■ Input material ■
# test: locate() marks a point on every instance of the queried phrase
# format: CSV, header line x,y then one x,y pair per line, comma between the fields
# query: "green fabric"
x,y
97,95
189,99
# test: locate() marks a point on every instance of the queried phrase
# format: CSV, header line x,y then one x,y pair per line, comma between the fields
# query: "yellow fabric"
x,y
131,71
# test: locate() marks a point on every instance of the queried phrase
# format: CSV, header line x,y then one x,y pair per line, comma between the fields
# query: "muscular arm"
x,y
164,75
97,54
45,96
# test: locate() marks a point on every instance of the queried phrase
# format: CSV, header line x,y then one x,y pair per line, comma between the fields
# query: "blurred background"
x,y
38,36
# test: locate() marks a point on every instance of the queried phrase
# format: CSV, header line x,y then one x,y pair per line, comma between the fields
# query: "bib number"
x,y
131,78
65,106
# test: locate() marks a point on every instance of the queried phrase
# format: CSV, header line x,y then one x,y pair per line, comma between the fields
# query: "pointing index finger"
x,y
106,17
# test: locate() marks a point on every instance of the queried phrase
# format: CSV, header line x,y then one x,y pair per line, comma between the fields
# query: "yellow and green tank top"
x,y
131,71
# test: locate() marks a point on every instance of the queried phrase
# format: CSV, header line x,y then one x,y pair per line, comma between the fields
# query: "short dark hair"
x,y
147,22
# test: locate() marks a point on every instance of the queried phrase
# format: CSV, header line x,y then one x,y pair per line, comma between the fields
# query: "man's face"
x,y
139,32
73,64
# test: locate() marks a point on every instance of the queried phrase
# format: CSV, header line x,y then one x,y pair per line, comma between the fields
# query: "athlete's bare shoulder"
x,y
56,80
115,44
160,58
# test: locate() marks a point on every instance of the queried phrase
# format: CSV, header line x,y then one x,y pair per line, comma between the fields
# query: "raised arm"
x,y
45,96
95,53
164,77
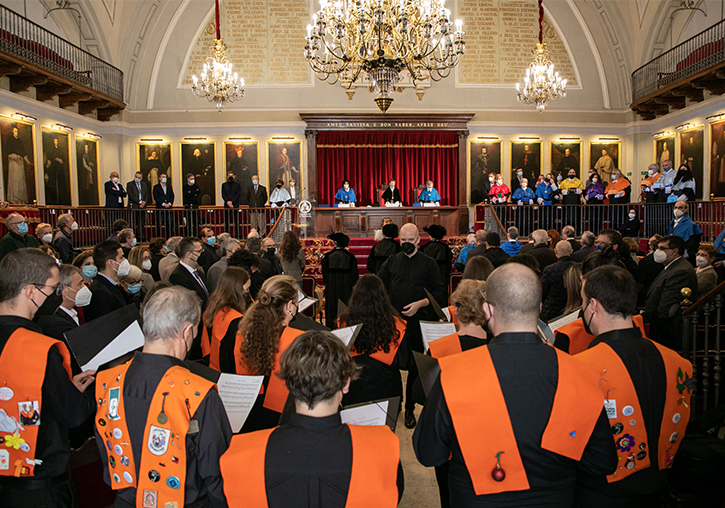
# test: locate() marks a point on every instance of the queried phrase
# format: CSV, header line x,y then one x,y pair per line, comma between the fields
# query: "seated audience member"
x,y
264,335
552,282
706,275
107,294
518,469
38,369
380,348
227,248
429,194
315,460
169,423
512,246
587,246
140,257
346,194
645,377
438,250
292,256
224,311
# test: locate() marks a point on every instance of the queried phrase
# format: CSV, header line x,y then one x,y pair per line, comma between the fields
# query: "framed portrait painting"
x,y
17,149
692,155
56,167
87,172
199,159
284,162
484,158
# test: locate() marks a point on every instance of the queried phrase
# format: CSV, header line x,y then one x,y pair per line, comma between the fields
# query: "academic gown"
x,y
340,274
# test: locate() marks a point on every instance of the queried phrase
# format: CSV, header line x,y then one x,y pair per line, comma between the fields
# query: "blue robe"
x,y
344,196
429,195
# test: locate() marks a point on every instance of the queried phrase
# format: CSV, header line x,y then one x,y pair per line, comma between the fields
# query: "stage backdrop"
x,y
370,159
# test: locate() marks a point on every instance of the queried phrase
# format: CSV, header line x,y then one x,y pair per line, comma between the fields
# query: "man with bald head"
x,y
491,410
406,276
552,282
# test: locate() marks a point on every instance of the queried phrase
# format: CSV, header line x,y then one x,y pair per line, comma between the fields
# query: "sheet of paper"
x,y
433,331
345,334
369,414
128,340
238,394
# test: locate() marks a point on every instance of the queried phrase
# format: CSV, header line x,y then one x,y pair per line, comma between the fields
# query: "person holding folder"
x,y
315,459
160,429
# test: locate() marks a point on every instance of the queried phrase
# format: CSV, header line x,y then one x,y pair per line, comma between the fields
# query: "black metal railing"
x,y
684,60
34,44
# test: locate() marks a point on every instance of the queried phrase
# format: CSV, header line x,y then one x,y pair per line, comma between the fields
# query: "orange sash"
x,y
22,372
574,413
176,399
445,346
219,329
373,478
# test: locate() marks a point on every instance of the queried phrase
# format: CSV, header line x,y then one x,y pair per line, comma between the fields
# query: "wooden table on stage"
x,y
363,221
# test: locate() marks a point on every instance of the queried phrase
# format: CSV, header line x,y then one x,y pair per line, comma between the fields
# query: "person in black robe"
x,y
439,250
385,248
339,272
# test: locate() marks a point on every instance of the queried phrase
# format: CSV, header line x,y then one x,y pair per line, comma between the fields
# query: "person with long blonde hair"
x,y
223,314
264,335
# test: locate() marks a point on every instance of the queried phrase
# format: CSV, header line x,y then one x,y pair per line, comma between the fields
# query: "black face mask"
x,y
407,247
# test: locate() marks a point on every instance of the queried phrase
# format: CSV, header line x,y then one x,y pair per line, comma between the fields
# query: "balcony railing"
x,y
34,44
696,54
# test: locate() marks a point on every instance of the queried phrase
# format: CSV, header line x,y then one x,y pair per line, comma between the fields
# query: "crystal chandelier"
x,y
351,41
218,83
541,84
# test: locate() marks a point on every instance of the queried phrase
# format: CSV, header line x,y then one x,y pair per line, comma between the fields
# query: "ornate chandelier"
x,y
218,83
541,83
353,40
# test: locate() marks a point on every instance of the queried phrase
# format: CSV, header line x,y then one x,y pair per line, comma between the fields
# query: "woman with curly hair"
x,y
224,311
379,347
264,335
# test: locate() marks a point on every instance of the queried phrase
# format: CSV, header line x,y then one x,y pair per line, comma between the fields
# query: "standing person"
x,y
340,274
164,198
153,401
17,236
646,394
35,374
406,276
385,248
315,460
531,458
257,198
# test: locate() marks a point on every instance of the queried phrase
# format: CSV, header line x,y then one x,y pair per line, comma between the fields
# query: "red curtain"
x,y
371,159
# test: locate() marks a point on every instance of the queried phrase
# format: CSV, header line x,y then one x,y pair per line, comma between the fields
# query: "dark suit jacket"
x,y
112,195
663,297
258,199
106,298
231,191
134,198
160,197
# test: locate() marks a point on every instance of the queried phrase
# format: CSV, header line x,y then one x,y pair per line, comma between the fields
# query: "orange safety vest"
x,y
622,405
445,346
574,413
277,392
22,371
373,479
579,339
382,356
219,329
162,472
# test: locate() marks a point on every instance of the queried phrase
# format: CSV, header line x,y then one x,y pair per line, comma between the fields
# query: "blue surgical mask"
x,y
133,288
90,271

■ Exercise brief ■
Transcribe every entry word for word, but skip the pictures.

■ Written response ■
# test: locate() marks a point on every instance of the queried phrase
# format: CSV, header line x,y then one x,y pair per line, comma between the fields
# query: "green fabric"
x,y
97,95
189,99
# test: locate() marks a point on every instance of the queried phrase
# format: CSV, header line x,y then one x,y pair per line, comma between the fields
# query: "yellow fabric"
x,y
131,71
# test: locate() marks a point on every instance of the queried phrase
# format: CSV, header line x,y then one x,y pair per line, comma between the fields
# query: "muscular arm"
x,y
164,75
97,54
45,96
# test: locate() marks a point on every instance of the queried phrase
# format: CSV, header line x,y then one x,y pair per line, comma between the fields
# query: "blurred background"
x,y
38,36
# test: locate() marks a point on every instance of the queried phrase
# format: CSV, header line x,y then one x,y pair per line, comma between the fields
# query: "bib number"
x,y
131,78
65,106
# test: locate() marks a point on every instance of the queried phrase
# format: CSV, header line x,y then one x,y pair per line, comma between the fields
# query: "pointing index finger"
x,y
106,17
# test: locate() marks a point on every instance of the queried phrase
# format: CSV, header line x,y then one x,y pair per line, comma between the fields
# query: "yellow and green tank top"
x,y
131,71
# test: locate() marks a point on every instance of the queried phrase
# format: CSV, header line x,y then one x,y pair per line, comma between the fields
# query: "short dark hair"
x,y
147,22
# test: locate() marks a point on every instance of the queried phrase
# format: CSV, header line x,y then one x,y pair per line, comma between the fields
# query: "man's face"
x,y
139,32
73,64
# test: locate() marks a point on every instance of the queried phrase
# format: CSV, header line x,y then one x,y pair per line, comma between the fields
# query: "athlete's bare shoulder"
x,y
56,80
115,44
160,58
# test: locate() marks a point on every instance of the queried phrase
# format: CSV, header line x,y then one x,y pair per line, comma between the fields
# query: "raised arm"
x,y
45,96
95,53
164,77
# test: locate() marks a point on every instance of the queried phrase
# format: CSV, header line x,y then one x,y pair per line, comma between the fields
# query: "seated audience member"
x,y
264,335
552,282
706,275
107,294
518,469
38,369
380,348
227,248
429,194
315,460
169,423
512,246
587,246
140,257
346,194
645,377
438,250
292,256
224,311
# test: locate() marks a point on every instance of the queried phrase
# format: CSV, header line x,y then one x,y pair per line, comma between the fields
# query: "framed portrait painting"
x,y
17,149
692,155
56,167
87,172
199,159
284,162
484,158
# test: locate() marks a point on every instance of the queried phrase
# format: CSV, header line x,y then one x,y pair per line, comma between the fields
# query: "academic gown"
x,y
340,274
# test: locate() marks a point on every instance of the queried phrase
# format: CSV, header line x,y then one x,y pair per line, comma between the fields
# query: "blue robe"
x,y
344,196
429,195
# test: locate() marks a point on every instance of the queried phrase
# format: CSV, header line x,y then one x,y pair per line, comma between the fields
# query: "stage backdrop"
x,y
370,159
# test: locate() marks a point on every instance of the queried phrase
# format: CSV, header line x,y then one x,y pair per line, comma between the fields
# query: "man with bald head"
x,y
491,410
406,276
552,282
# test: locate() marks a point on every instance of the queried phrase
# format: CSV, header line x,y then one x,y pair per line, comma between the fields
# query: "sheet of paper"
x,y
433,331
345,334
369,414
128,340
238,394
# test: locate() marks a point on every instance of the queried phrase
# format: CSV, header line x,y then one x,y pair per line, comma between the fields
# query: "person holding folder"
x,y
315,459
160,429
# test: locate() marks a point on every instance of the queried phrase
# format: CSV, header line x,y then one x,y pair per line, comma between the fields
# query: "black metal railing"
x,y
684,60
34,44
# test: locate() marks a point on every instance of the queried phrase
# format: CSV, header line x,y then one x,y pair per line, comma between the fields
# query: "orange sash"
x,y
22,372
574,413
176,399
445,346
219,329
373,478
# test: locate() marks a point on every instance of the queried phrase
# format: CSV, header line x,y then one x,y pair per line, comma between the fields
# query: "wooden table on stage"
x,y
363,221
# test: locate() marks a point on every instance of the queried phrase
# format: CSV, header line x,y then one x,y pair per line, comma between the fields
# query: "person in black robe"
x,y
439,250
385,248
339,272
# test: locate() marks a point on every instance of the queried phrase
# format: CSV, header line x,y then one x,y pair per line, comma between the fields
# query: "person with long blonde hair"
x,y
223,314
264,335
# test: locate() marks a point on every instance of the queried phrase
# format: CSV, header line x,y then one x,y pair per line, comma between the fields
# query: "black face mask"
x,y
407,247
# test: locate() marks a point on every instance of the queried phrase
# format: CSV, header line x,y then one x,y pair per line, comma between the fields
# query: "balcony railing"
x,y
34,44
696,54
# test: locate() marks a point on every instance of the queried phrase
# format: CSV, header line x,y then one x,y pair per line, comma between the fields
# query: "crystal chandelier"
x,y
351,41
218,83
541,84
# test: locate() marks a point on every instance of the queried phrase
# format: CSV, header line x,y then one x,y pair per line, comma between the fields
# query: "ornate chandelier"
x,y
218,83
541,83
353,40
# test: locate() marks a point on every instance of the queried phrase
# format: CSV, header line x,y then one x,y pair per line, comma between the fields
# query: "woman with curly hair"
x,y
224,311
379,347
264,335
# test: locate() marks a point on every instance of the queried phrase
# format: CSV, header line x,y then one x,y pair per line, comma between the fields
# query: "standing person"
x,y
340,274
164,198
153,401
17,236
646,394
35,374
406,276
385,248
315,460
531,458
257,198
# test: locate() marks a point on every instance of the queried phrase
# format: CSV, header line x,y then one x,y pair per line, comma between the fields
# query: "red curtain"
x,y
371,159
# test: locate() marks a point on every instance of the queried phrase
# format: CSV, header line x,y then one x,y pair per line, comma between the fields
# query: "dark suit jacket"
x,y
112,195
663,297
258,199
106,298
231,191
134,198
160,197
# test: locate() marks a point on every instance of the queried phrase
# format: CSV, header line x,y then one x,y pair per line, comma between the fields
# query: "orange safety vest"
x,y
622,405
445,346
574,413
277,392
22,371
373,479
579,339
382,356
219,329
162,472
# test: locate() marks a point on every instance of the queried phrase
# format: CSV, header line x,y then one x,y pair per line, comma between the fields
# query: "blue surgical mask"
x,y
133,288
90,271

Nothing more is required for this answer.